*** STUDY TEXT ***

Pressure-Temperature Interactions on M4-Lactate Dehydrogenases From Hydrothermal Vent Fishes: Evidence for Adaptation to Elevated Temperatures by the Zoarcid Thermarces andersoni, but not by the Bythitid, Bythites hollisi.

Lactate dehydrogenases (LDH; M4 isozyme) were purified from skeletal muscle taken from two fishes endemic to hydrothermal vents, Thermarces andersoni (Zoarcidae; 13: °N, East Pacific Rise, depth [sim] 2600 m) and Bythites hollisi (Bythitidae; Galapagos Spreading Center, depth [sim] 2500 m), and from the cosmopolitan deep-sea rattail Coryphaenoides armatus (Macrouridae; depth of occurrence to [sim] 5000 m). The effects of pressure and temperature on the apparent Michaelis-Menten constant (Km) of cofactor (NADH) were measured to compare sensitivities to temperature, at in situ pressures, of enzymes from hydrothermal vent fishes and from a species adapted to cold, stable deep-sea temperatures. At 5: °C, the Km of NADH of the M4-LDHs of the three species varied only slightly between measurement pressures of 1 and 340 atmospheres (atm), in agreement with earlier studies of M4-LDHs of deep-sea fishes. At higher measurement temperatures, marked differences were found among the enzymes. For the M4-LDHs of C. armatus and B. hollisi, increases in temperature (10 to 20: °C), at in situ pressures, sharply increased the Km of NADH to values higher than those predicted to be physiologically optimal. The M4-LDH of T. andersoni exhibited only minimal perturbation by elevated temperature under in situ pressures. The different temperature-pressure responses of these LDHs suggest that enzymes of deep-sea fishes not endemic to hydrothermal vents are not adapted for function at the higher temperatures found at vent sites, and that T. andersoni is better adapted than B. hollisi for sustained exposure to warm vent waters. The importance of adaptation to warm temperatures in the colonization of vent habitats is discussed.

*** End of STUDY TEXT ***
*** RECORD EXCERPTS ***

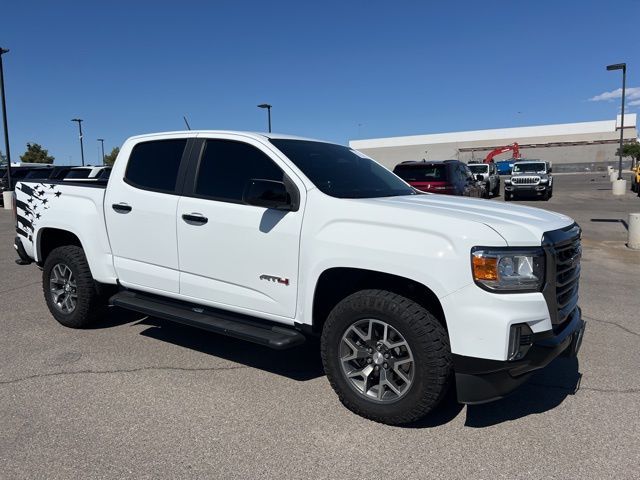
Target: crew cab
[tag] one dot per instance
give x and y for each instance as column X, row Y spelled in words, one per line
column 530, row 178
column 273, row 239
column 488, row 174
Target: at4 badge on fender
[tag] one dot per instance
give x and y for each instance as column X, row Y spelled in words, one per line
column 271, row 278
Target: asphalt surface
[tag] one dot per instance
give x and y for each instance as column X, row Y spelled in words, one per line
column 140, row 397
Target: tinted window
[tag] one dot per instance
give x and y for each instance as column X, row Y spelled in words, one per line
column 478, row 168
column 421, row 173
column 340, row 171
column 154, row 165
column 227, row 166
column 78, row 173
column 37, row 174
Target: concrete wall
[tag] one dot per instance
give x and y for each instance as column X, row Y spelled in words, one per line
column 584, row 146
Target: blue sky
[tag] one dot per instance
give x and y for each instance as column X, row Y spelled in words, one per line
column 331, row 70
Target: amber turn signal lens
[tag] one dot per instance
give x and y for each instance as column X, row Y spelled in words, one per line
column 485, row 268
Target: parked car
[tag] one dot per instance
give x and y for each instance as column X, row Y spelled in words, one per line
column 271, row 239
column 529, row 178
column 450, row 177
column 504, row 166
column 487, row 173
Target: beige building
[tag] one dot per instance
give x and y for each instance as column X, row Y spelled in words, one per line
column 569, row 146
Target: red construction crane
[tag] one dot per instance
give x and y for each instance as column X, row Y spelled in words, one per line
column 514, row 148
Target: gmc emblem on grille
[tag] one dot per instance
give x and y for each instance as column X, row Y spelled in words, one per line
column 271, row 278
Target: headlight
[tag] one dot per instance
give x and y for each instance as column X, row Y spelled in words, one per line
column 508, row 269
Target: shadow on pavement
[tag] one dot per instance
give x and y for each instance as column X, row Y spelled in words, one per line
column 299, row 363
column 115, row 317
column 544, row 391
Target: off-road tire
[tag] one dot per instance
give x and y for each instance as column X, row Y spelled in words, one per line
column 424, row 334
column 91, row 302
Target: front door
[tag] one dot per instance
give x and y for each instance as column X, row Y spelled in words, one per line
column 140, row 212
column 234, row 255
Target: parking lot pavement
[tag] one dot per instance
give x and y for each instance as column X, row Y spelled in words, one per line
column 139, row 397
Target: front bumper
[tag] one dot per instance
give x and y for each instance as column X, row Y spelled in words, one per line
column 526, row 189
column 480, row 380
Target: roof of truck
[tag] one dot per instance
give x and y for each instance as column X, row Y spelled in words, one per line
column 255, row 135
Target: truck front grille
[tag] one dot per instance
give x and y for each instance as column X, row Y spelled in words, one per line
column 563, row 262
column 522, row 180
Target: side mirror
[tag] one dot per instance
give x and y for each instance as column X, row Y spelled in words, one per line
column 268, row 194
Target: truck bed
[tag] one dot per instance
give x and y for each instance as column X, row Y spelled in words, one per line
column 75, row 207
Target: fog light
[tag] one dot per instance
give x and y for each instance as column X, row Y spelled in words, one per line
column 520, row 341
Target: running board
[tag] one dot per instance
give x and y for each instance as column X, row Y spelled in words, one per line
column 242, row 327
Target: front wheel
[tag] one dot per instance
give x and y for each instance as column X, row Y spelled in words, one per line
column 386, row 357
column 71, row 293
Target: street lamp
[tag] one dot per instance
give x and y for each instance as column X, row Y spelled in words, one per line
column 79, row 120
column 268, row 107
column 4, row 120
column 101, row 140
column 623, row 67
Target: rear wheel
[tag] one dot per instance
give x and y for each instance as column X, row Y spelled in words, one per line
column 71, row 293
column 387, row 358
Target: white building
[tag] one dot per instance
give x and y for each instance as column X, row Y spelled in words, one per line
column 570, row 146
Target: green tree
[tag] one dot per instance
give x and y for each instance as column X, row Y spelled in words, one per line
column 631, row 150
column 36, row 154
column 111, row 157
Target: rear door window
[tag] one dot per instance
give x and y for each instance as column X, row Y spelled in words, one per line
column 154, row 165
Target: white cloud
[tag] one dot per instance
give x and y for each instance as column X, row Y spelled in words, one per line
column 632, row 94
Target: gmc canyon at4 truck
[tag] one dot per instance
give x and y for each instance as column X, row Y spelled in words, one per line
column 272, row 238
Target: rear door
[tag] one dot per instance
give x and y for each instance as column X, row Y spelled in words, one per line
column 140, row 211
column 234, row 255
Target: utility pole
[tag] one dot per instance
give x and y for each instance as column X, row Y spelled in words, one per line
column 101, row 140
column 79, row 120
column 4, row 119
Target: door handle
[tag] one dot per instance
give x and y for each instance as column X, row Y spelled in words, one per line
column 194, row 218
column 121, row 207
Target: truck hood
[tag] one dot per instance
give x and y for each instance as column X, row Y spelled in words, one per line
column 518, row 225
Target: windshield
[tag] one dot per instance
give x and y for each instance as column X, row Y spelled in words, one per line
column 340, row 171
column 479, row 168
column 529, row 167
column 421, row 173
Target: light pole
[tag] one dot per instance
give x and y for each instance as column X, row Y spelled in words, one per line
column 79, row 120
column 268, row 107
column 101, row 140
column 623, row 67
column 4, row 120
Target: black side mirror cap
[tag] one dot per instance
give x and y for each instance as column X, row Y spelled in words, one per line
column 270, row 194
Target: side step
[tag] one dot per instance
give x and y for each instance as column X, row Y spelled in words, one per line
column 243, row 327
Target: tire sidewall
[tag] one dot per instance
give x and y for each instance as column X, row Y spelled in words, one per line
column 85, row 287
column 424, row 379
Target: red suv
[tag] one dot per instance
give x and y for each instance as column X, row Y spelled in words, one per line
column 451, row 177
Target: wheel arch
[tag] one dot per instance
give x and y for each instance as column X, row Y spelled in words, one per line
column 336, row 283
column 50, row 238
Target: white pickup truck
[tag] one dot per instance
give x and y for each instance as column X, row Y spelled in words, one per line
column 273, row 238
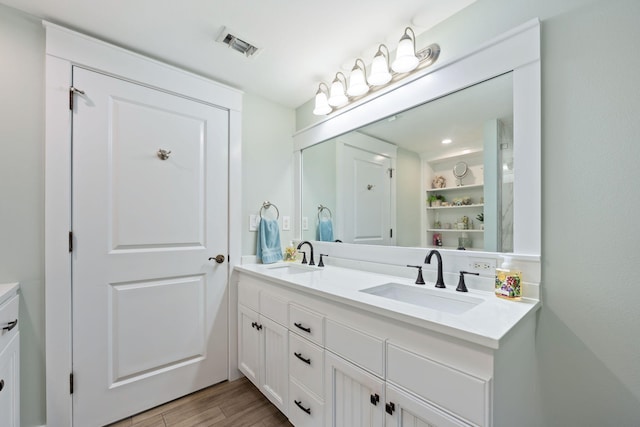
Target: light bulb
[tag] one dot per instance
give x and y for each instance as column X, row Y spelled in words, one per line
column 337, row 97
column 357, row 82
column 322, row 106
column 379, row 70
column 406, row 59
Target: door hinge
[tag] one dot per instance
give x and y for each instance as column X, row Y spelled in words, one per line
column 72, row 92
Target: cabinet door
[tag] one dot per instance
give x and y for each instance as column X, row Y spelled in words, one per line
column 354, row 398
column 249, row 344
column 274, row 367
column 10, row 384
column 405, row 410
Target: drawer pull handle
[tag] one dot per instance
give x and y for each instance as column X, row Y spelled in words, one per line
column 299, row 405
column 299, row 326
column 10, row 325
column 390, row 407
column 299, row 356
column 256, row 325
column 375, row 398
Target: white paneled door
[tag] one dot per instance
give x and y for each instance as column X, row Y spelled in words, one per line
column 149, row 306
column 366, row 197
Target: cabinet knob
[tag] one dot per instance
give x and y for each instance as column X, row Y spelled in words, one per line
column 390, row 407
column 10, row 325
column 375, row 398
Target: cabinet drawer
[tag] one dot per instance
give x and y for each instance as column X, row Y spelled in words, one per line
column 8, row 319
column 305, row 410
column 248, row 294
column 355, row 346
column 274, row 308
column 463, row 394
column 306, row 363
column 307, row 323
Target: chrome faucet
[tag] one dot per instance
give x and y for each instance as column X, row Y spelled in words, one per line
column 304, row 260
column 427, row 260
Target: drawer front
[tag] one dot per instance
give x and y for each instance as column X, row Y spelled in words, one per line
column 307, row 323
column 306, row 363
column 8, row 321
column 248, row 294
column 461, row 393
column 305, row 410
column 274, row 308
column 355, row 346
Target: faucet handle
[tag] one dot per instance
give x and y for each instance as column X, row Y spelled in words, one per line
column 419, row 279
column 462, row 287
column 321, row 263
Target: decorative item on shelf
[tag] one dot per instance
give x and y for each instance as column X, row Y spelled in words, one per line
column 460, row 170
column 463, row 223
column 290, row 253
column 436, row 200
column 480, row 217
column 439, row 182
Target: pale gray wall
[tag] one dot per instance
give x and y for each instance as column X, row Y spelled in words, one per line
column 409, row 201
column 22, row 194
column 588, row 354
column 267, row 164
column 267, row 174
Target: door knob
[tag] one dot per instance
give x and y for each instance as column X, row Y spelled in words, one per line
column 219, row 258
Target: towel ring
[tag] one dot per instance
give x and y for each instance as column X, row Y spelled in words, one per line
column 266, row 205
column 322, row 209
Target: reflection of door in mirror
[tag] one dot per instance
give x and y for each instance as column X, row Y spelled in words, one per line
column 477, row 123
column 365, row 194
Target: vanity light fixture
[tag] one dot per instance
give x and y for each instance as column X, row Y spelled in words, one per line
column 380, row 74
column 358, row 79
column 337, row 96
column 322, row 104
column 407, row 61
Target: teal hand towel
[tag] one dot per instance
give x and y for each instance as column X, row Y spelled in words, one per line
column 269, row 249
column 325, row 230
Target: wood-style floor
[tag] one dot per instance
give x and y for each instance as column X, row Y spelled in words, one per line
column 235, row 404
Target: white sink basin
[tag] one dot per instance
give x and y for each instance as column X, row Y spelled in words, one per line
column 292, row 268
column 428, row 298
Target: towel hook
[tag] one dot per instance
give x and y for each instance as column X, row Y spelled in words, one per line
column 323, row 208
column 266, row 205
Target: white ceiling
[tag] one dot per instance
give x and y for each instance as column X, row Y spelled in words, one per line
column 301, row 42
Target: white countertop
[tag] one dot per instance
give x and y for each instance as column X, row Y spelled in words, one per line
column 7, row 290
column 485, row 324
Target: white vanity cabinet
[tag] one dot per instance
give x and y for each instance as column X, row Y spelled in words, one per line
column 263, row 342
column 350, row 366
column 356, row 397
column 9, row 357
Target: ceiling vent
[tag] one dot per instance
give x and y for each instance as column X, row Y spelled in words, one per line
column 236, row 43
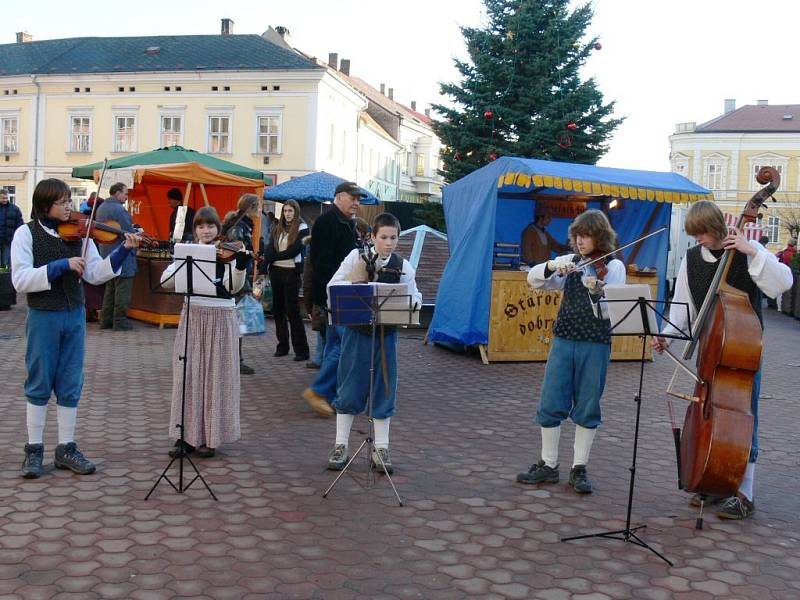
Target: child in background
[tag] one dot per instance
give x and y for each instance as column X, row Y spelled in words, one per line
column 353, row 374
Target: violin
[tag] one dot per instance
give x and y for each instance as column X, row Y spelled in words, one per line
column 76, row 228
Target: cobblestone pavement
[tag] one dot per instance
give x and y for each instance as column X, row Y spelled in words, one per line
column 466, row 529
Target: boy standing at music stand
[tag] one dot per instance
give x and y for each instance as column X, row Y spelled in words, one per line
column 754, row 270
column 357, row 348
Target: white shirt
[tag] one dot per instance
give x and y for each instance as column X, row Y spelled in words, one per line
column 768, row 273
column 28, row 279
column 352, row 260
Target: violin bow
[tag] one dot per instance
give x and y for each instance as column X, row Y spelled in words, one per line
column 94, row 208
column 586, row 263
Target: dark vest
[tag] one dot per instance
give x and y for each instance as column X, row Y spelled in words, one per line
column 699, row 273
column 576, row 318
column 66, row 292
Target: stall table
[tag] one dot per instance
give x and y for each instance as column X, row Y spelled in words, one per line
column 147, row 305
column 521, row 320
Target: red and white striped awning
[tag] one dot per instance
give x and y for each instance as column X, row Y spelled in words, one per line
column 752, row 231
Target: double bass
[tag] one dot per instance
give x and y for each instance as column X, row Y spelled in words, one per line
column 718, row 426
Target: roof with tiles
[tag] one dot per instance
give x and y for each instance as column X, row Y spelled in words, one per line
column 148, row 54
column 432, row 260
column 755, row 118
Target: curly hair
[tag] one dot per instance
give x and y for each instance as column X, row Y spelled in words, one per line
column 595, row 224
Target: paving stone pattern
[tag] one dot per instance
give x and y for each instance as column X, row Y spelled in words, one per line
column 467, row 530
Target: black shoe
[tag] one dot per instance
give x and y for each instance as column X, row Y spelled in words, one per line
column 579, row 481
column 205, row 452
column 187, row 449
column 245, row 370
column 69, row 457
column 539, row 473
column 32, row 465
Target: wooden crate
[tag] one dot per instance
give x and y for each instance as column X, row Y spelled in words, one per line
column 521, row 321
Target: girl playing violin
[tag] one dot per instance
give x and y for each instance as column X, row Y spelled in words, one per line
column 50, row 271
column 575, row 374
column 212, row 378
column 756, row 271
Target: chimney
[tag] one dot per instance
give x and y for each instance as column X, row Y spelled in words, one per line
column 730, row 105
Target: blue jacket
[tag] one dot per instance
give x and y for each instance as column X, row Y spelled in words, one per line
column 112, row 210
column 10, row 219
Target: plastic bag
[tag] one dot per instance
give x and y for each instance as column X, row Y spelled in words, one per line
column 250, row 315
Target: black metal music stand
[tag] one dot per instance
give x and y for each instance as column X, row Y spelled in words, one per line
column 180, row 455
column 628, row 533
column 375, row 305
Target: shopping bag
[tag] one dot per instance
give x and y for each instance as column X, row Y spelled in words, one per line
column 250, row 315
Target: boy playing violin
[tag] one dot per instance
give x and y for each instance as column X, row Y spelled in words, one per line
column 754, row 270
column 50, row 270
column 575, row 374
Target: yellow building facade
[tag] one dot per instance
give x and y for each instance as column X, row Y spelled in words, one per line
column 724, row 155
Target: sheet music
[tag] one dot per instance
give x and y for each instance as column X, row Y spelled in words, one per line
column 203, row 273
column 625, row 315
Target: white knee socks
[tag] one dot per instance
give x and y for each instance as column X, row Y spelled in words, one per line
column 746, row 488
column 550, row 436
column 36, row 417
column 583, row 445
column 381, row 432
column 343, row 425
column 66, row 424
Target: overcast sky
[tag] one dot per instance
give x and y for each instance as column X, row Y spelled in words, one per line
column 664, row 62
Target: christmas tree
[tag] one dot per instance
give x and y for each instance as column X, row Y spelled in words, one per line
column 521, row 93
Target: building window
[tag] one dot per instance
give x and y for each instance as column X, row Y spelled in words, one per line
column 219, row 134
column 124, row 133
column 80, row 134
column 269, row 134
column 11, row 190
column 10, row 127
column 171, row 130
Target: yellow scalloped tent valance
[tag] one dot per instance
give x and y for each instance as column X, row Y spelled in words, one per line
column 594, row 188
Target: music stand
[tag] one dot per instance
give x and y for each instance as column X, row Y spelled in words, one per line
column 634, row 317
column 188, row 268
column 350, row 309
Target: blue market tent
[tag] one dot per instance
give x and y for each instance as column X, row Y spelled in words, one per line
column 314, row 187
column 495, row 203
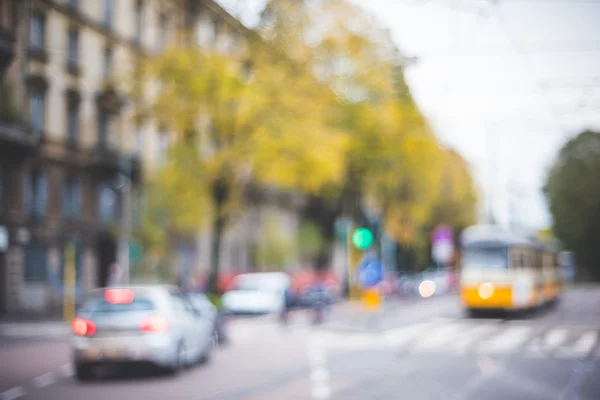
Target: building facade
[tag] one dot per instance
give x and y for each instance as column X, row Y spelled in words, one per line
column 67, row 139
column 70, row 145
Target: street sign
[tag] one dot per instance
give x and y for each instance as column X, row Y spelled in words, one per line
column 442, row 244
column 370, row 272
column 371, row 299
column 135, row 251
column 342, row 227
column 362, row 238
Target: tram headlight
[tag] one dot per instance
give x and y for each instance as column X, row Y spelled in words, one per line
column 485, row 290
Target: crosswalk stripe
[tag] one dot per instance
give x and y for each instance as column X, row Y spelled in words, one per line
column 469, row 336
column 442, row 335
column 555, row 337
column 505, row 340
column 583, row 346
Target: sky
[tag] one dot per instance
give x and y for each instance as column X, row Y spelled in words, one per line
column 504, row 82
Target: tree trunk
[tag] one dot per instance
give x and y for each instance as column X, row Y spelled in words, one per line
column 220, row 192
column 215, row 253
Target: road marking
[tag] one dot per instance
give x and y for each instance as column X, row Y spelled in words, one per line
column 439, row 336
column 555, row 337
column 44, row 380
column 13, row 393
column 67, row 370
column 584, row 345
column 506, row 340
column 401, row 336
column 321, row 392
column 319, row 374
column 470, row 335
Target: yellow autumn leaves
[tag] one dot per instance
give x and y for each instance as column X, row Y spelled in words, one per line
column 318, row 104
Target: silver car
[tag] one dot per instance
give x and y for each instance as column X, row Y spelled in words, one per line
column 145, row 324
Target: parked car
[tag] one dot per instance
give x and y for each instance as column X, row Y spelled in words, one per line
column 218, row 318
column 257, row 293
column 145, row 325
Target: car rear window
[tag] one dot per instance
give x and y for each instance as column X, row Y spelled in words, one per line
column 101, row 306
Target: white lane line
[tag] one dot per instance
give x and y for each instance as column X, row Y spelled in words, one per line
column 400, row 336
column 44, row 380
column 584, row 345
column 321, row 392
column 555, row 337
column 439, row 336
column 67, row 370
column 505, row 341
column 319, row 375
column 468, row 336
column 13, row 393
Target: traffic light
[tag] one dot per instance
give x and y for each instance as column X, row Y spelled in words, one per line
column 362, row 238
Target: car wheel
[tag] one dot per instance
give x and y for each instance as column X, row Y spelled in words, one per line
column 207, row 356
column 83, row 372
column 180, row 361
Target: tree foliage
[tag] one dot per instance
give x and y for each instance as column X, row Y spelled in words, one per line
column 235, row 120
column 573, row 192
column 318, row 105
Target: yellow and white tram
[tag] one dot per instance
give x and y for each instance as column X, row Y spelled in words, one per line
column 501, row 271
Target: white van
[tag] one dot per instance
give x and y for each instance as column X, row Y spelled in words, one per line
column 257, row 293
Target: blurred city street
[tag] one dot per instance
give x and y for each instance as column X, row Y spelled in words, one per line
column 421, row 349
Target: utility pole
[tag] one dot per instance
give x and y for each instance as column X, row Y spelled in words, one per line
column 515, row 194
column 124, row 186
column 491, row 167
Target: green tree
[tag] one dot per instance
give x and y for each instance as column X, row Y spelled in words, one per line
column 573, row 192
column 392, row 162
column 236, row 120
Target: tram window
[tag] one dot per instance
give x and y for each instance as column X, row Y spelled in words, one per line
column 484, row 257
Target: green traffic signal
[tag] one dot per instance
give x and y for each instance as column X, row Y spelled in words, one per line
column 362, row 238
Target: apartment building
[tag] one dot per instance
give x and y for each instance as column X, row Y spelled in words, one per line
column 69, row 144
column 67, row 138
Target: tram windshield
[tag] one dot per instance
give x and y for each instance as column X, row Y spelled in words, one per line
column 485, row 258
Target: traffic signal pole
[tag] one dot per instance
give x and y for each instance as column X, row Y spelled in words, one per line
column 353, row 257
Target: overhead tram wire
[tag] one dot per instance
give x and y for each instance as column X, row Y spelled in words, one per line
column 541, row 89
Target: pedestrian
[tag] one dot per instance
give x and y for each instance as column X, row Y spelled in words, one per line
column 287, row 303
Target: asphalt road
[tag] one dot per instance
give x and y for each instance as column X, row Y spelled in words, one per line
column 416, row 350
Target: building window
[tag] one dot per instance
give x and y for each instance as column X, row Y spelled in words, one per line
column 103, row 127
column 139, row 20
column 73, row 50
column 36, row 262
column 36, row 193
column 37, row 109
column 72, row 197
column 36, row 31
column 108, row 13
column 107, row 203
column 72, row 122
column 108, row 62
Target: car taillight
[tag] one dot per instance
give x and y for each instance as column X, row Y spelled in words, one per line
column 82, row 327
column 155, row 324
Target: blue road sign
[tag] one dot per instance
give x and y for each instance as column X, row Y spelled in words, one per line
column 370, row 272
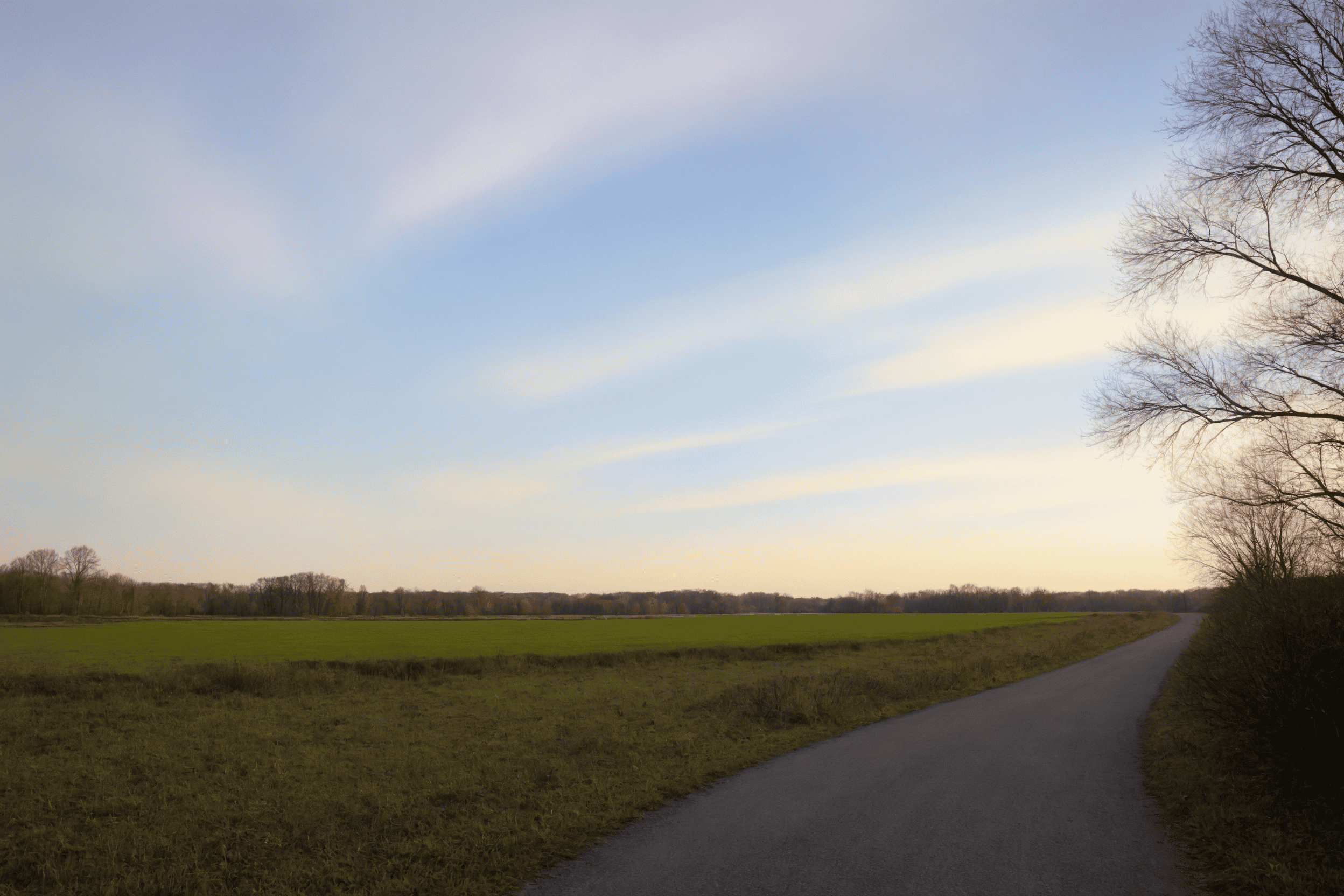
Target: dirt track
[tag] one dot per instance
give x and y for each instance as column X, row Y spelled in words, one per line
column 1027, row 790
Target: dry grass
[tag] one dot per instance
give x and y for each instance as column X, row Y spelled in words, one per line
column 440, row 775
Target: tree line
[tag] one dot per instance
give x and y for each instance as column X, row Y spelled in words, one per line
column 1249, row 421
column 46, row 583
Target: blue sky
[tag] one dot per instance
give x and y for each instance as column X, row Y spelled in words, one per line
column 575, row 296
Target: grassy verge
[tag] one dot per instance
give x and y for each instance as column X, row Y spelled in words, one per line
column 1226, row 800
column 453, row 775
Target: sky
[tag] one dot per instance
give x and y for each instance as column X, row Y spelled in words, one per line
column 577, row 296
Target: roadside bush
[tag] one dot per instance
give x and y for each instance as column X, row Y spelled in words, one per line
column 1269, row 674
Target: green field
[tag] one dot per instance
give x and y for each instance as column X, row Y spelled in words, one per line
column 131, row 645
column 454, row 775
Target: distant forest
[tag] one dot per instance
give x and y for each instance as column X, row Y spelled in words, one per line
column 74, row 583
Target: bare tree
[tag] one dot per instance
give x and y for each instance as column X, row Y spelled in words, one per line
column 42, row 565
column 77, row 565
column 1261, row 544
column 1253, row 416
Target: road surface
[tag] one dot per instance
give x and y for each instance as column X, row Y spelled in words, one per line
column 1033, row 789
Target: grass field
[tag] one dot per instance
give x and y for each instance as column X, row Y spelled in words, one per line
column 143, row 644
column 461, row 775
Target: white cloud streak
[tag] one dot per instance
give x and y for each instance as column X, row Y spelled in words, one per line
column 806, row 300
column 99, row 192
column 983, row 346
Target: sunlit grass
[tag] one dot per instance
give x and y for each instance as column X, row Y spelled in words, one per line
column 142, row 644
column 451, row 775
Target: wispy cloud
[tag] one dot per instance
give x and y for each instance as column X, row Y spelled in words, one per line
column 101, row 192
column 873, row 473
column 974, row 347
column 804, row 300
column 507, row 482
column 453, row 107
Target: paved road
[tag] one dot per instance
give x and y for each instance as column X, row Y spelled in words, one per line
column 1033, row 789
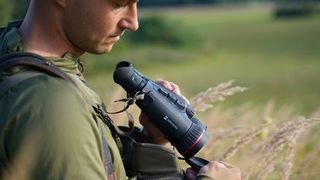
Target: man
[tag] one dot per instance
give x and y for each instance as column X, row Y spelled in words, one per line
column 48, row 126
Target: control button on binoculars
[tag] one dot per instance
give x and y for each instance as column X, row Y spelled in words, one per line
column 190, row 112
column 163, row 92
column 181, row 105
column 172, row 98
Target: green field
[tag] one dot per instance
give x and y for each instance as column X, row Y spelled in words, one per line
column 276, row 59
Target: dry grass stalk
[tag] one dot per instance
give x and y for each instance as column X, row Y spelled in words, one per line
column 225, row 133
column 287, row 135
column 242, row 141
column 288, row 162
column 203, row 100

*** End of RECORD EXCERPTS ***

:: EXPLORE THE MATERIAL ::
[1] From the abstract on vent fish enzymes above, repeat everything from "Pressure-Temperature Interactions on" down to "Bythitid, Bythites hollisi.", word for word.
[2] Translate this sentence from the abstract on vent fish enzymes into Spanish: "The M4-LDH of T. andersoni exhibited only minimal perturbation by elevated temperature under in situ pressures."

:: ANSWERS PROVIDED ::
[1]
Pressure-Temperature Interactions on M4-Lactate Dehydrogenases From Hydrothermal Vent Fishes: Evidence for Adaptation to Elevated Temperatures by the Zoarcid Thermarces andersoni, but not by the Bythitid, Bythites hollisi.

[2] La M4-LDH de T. andersoni mostró solo una perturbación mínima por la temperatura elevada bajo presiones in situ.